▶ **TASK DETAILS**
Retype, word for word, the line containing "pink shirt in the photo above." and every line after it to the end. Skip pictures.
---*---
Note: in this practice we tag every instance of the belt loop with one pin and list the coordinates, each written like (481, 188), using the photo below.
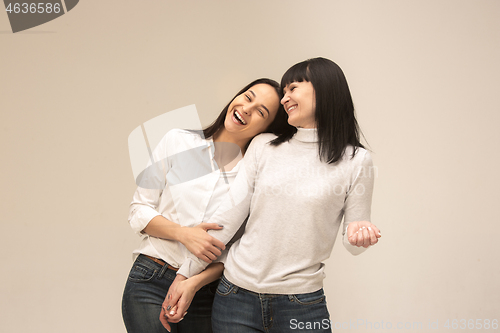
(162, 271)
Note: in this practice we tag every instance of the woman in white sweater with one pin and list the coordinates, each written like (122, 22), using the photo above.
(297, 188)
(189, 175)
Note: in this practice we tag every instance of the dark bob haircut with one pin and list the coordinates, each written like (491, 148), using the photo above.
(335, 119)
(279, 126)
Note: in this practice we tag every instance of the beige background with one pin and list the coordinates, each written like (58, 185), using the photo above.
(425, 80)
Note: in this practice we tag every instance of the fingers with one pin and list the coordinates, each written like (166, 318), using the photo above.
(367, 234)
(210, 226)
(218, 244)
(170, 303)
(373, 237)
(164, 321)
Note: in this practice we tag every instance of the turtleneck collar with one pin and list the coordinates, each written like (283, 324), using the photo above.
(306, 135)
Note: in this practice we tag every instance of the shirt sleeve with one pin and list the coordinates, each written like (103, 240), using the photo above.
(357, 205)
(151, 182)
(234, 209)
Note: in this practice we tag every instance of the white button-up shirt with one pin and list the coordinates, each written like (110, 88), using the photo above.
(182, 183)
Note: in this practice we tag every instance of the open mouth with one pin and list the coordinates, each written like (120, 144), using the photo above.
(239, 118)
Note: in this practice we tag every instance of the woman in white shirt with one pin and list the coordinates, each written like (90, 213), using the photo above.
(189, 175)
(298, 187)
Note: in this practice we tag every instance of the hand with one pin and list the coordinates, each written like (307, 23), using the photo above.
(179, 298)
(363, 233)
(200, 243)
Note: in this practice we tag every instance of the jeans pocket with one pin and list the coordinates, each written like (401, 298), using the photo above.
(309, 298)
(141, 273)
(225, 287)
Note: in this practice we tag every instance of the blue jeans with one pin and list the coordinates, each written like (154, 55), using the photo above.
(144, 293)
(237, 310)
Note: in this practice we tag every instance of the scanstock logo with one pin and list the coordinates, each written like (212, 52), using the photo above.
(28, 14)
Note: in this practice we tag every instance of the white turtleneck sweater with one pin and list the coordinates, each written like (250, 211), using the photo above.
(295, 205)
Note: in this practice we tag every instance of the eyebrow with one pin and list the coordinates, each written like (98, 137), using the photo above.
(261, 104)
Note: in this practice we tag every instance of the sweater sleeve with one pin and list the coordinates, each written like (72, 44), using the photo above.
(150, 185)
(233, 211)
(357, 205)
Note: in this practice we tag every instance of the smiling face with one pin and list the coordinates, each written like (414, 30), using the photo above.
(300, 103)
(251, 112)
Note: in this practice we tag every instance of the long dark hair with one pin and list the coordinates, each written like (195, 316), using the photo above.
(335, 118)
(279, 126)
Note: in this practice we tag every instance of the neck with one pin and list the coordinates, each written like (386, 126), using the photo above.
(224, 136)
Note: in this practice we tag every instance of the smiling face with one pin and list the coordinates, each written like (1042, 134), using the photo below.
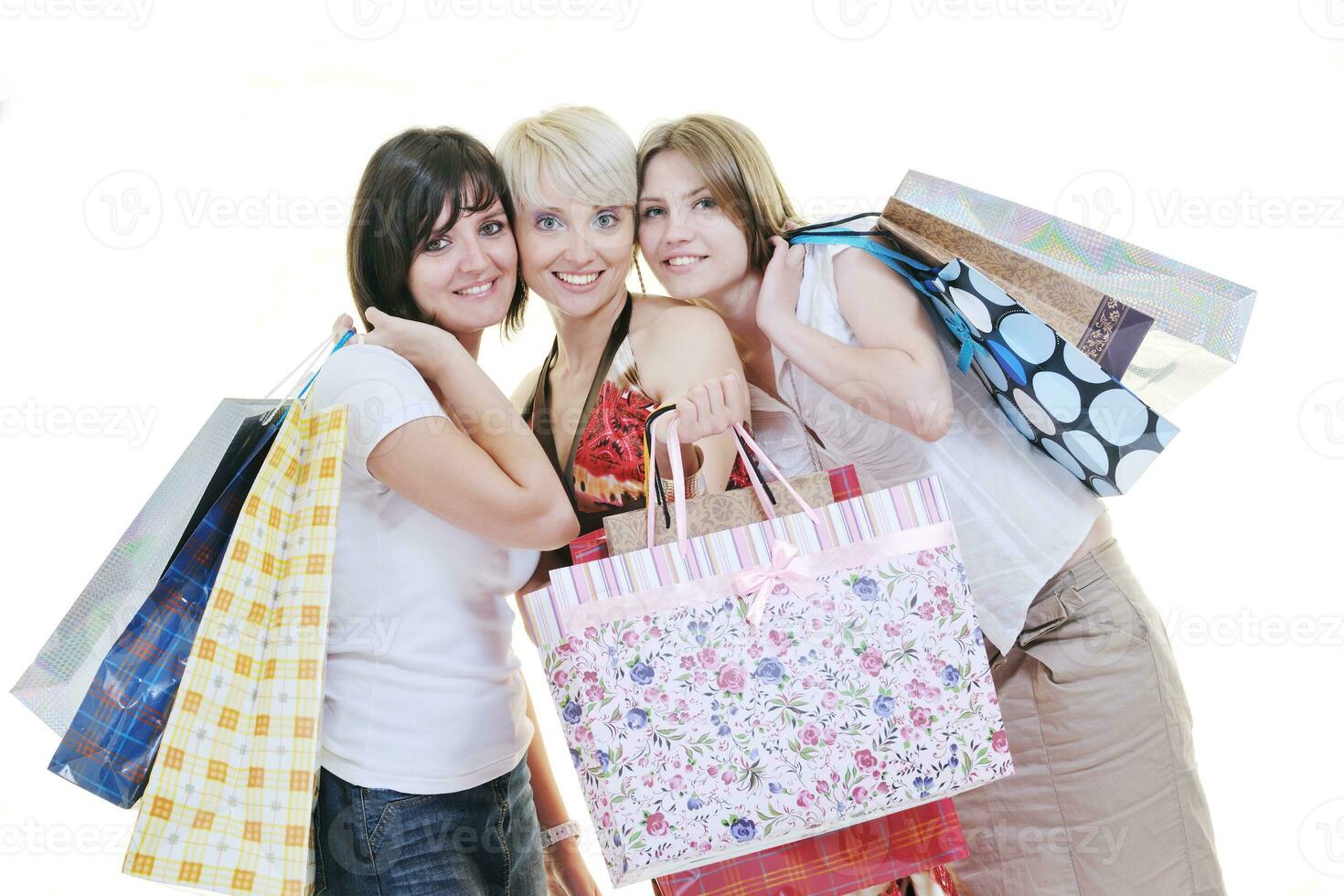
(695, 249)
(464, 278)
(575, 255)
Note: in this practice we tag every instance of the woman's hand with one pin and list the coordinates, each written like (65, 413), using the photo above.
(421, 344)
(566, 875)
(778, 298)
(709, 409)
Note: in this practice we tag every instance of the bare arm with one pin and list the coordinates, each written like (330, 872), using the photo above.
(895, 374)
(694, 366)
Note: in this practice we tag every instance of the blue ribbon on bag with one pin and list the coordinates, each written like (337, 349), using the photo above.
(923, 277)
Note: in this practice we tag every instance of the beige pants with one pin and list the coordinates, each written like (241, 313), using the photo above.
(1105, 798)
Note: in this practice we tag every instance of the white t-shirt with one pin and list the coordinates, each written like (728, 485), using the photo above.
(1019, 515)
(423, 693)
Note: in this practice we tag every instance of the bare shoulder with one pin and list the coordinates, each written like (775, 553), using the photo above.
(661, 311)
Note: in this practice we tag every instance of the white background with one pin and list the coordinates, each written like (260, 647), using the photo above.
(237, 132)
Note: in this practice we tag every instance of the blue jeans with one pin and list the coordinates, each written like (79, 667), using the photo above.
(383, 842)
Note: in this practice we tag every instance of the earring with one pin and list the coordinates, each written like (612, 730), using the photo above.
(638, 272)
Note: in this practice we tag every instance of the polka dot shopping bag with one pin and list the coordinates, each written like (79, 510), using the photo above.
(229, 802)
(1055, 397)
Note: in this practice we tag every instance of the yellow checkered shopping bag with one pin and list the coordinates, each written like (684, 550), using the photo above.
(229, 802)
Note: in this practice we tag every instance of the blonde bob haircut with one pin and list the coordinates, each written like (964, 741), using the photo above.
(737, 172)
(572, 151)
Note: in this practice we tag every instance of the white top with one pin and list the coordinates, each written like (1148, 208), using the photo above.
(423, 692)
(1019, 515)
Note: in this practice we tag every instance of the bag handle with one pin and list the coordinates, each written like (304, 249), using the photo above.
(311, 366)
(923, 277)
(761, 488)
(742, 440)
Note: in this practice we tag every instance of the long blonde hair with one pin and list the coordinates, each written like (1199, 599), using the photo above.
(737, 171)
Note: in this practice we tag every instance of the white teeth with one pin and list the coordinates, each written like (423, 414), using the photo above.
(577, 280)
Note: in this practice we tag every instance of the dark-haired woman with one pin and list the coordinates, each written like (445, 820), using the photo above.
(428, 744)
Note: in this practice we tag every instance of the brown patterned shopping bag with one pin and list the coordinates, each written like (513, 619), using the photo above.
(229, 804)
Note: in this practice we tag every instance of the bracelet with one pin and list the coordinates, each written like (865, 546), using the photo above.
(560, 832)
(694, 486)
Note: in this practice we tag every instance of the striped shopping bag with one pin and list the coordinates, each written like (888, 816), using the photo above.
(229, 804)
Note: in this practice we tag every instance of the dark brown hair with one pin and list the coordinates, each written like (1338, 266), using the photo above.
(400, 197)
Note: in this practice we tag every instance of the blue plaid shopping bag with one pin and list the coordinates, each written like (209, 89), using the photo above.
(114, 735)
(111, 744)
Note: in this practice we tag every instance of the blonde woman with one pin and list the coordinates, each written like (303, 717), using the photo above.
(843, 368)
(617, 355)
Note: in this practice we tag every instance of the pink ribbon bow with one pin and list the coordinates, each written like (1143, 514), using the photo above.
(757, 583)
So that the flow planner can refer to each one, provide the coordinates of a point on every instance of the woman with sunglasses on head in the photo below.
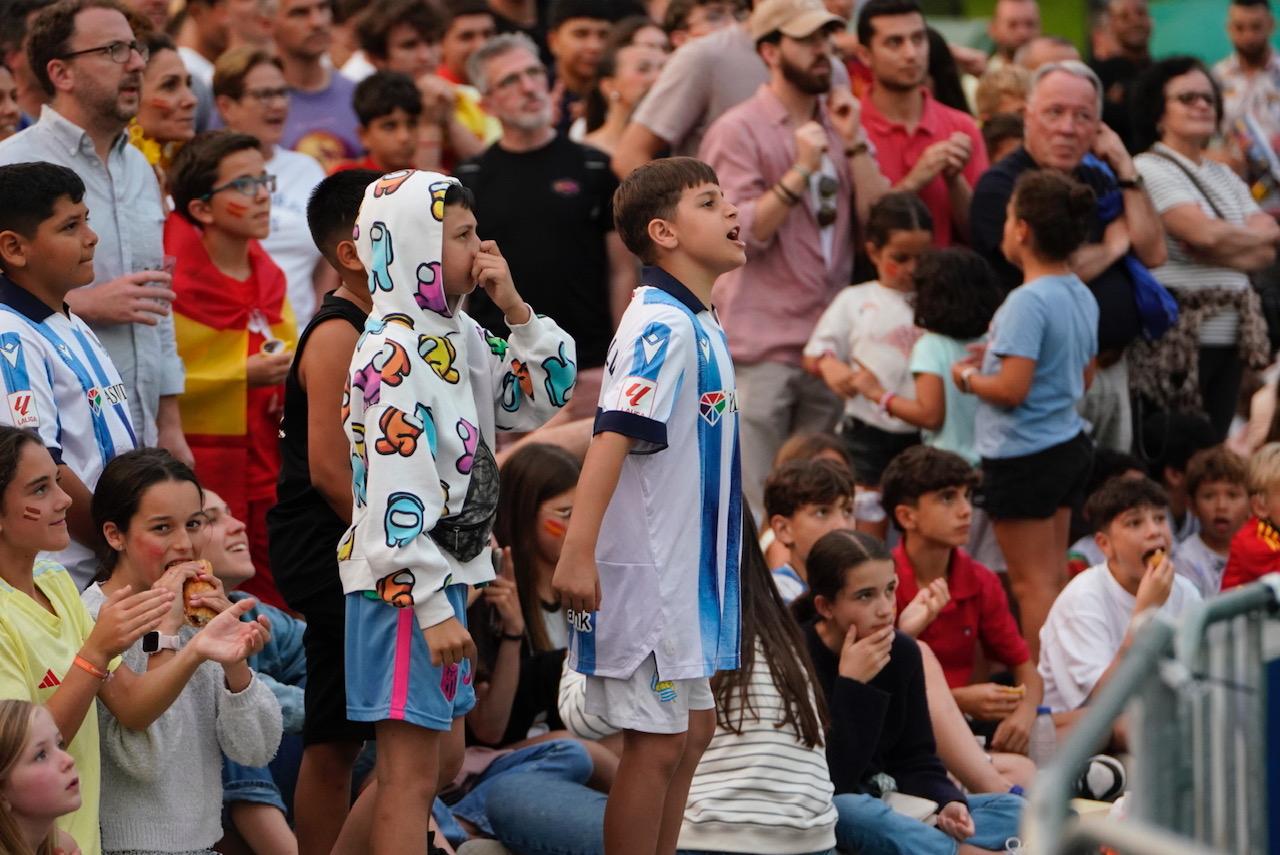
(1216, 237)
(234, 328)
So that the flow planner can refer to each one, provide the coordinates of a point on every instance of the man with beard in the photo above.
(321, 118)
(548, 202)
(85, 56)
(923, 146)
(1129, 27)
(1251, 100)
(801, 175)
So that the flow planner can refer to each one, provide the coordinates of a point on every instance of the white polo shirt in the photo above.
(59, 382)
(671, 539)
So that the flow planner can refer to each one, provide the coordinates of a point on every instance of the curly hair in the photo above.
(956, 293)
(1147, 97)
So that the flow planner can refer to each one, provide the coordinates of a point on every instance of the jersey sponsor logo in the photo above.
(579, 621)
(22, 410)
(10, 351)
(636, 396)
(716, 405)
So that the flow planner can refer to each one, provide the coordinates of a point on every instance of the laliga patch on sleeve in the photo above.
(636, 396)
(22, 410)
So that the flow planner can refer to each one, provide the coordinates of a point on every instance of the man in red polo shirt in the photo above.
(922, 146)
(926, 492)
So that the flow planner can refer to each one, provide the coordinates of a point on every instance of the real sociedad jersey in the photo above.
(671, 539)
(59, 382)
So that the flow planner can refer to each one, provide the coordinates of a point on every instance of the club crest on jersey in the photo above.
(22, 410)
(636, 394)
(716, 405)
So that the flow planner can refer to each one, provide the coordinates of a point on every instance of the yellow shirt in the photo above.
(36, 652)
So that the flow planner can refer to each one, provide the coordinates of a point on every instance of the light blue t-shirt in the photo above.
(1052, 320)
(935, 353)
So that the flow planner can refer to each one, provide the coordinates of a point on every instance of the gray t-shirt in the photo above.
(702, 81)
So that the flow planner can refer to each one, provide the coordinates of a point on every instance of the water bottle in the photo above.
(1043, 740)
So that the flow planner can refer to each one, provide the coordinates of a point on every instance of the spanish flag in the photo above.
(219, 321)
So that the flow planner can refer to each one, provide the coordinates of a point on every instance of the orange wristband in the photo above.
(85, 664)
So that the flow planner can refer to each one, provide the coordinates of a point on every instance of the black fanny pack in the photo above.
(466, 534)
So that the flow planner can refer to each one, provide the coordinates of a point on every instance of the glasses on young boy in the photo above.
(245, 186)
(119, 51)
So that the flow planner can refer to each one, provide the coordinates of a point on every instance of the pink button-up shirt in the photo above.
(771, 305)
(899, 150)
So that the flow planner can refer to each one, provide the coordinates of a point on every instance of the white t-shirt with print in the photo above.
(876, 327)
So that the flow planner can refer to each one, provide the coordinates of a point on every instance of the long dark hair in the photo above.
(530, 476)
(120, 489)
(835, 554)
(766, 620)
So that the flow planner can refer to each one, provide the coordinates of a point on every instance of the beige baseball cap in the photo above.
(794, 18)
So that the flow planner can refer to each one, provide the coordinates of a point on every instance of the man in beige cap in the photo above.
(796, 164)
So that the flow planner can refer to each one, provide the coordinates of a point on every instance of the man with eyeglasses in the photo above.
(85, 55)
(801, 174)
(1065, 132)
(548, 202)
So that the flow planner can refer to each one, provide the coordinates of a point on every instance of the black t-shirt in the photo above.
(549, 210)
(304, 531)
(1118, 76)
(1119, 321)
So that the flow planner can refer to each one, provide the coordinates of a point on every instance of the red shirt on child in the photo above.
(1255, 552)
(978, 613)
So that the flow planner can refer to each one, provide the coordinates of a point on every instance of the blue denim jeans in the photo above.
(562, 760)
(869, 827)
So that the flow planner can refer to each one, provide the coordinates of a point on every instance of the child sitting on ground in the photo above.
(1256, 547)
(1089, 627)
(927, 493)
(872, 328)
(1217, 488)
(803, 501)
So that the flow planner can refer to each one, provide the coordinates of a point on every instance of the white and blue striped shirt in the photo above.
(671, 539)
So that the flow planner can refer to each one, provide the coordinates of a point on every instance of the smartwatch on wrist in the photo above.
(155, 641)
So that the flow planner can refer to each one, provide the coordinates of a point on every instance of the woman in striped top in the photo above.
(1216, 236)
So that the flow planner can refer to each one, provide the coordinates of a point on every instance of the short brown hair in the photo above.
(233, 67)
(1217, 463)
(374, 27)
(919, 470)
(800, 483)
(51, 31)
(1119, 495)
(195, 169)
(652, 192)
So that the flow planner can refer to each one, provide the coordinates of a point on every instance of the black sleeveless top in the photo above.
(302, 527)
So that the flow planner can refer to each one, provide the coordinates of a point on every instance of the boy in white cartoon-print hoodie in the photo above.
(428, 391)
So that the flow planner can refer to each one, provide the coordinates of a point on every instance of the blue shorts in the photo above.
(389, 671)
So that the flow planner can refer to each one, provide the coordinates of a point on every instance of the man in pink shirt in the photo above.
(790, 163)
(923, 146)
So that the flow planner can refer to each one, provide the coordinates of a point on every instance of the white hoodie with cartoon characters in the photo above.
(426, 393)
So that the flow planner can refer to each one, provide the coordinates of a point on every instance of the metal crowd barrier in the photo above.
(1196, 694)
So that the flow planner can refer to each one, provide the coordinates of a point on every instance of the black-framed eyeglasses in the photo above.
(119, 51)
(827, 187)
(245, 186)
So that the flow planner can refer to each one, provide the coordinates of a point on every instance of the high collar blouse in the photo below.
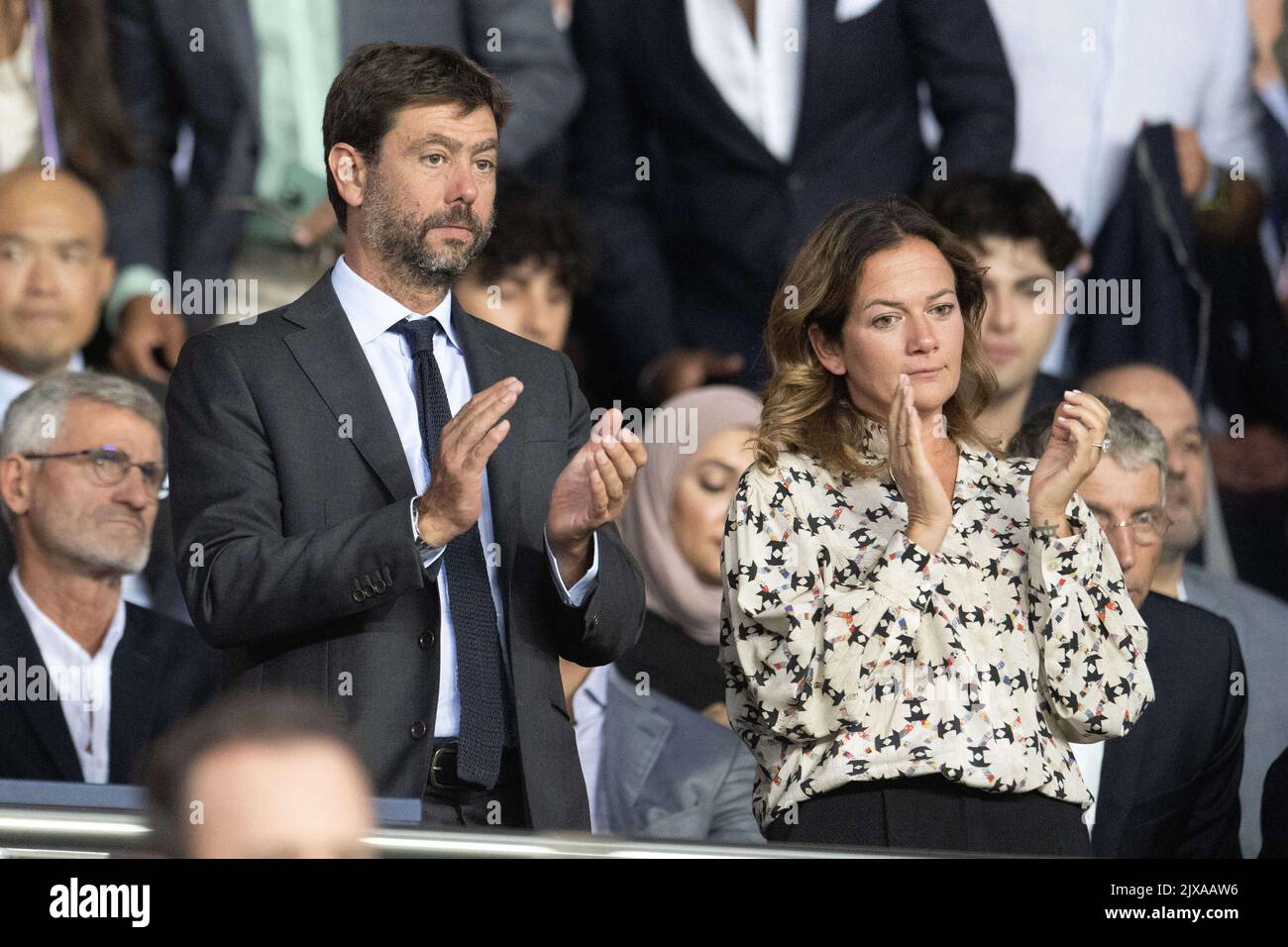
(853, 654)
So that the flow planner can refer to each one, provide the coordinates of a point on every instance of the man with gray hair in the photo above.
(1170, 789)
(1258, 618)
(86, 680)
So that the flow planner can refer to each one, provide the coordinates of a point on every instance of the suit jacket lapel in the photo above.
(133, 697)
(329, 354)
(819, 29)
(18, 648)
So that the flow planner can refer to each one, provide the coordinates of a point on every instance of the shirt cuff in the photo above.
---*---
▶ **RESPONSE FOR THIS EXERCISE**
So that the flow planner can refer to each one, provide the coordinates of a point on every instance of the man in pink shirt in the photo above.
(790, 163)
(923, 146)
So that the flow planner can refer to each one, provide the coordinates of a point on every instance of the white hoodie with cartoon characters in the photo above.
(426, 393)
So that the flow planner can refer to each one, provide the coordinates of a point on every instance of the metal crowd barrier in the photo above.
(1196, 694)
So that the flow planner can refer to each one, provide the coordinates of a point on every instance of the black-framed eyeglasses in the photo above.
(119, 51)
(827, 187)
(245, 186)
So that the flow planner can refer to each one, provide the coordinates of a point on every instance of the high collar blouse in the photo below.
(853, 654)
So that the flow planner can refer to each one, provide the coordinates of a point on every instance of the man with gray hair in the photo above.
(1170, 789)
(1258, 618)
(86, 680)
So that the flow planner can refer to each one, provide the coordinates of a point on every instance of the suit jacket lapel in the photo above.
(133, 697)
(329, 354)
(819, 29)
(18, 648)
So that the flow planner can refer to each one, provide the coordinates of a point on every instance of the shirt cuff in the photo above.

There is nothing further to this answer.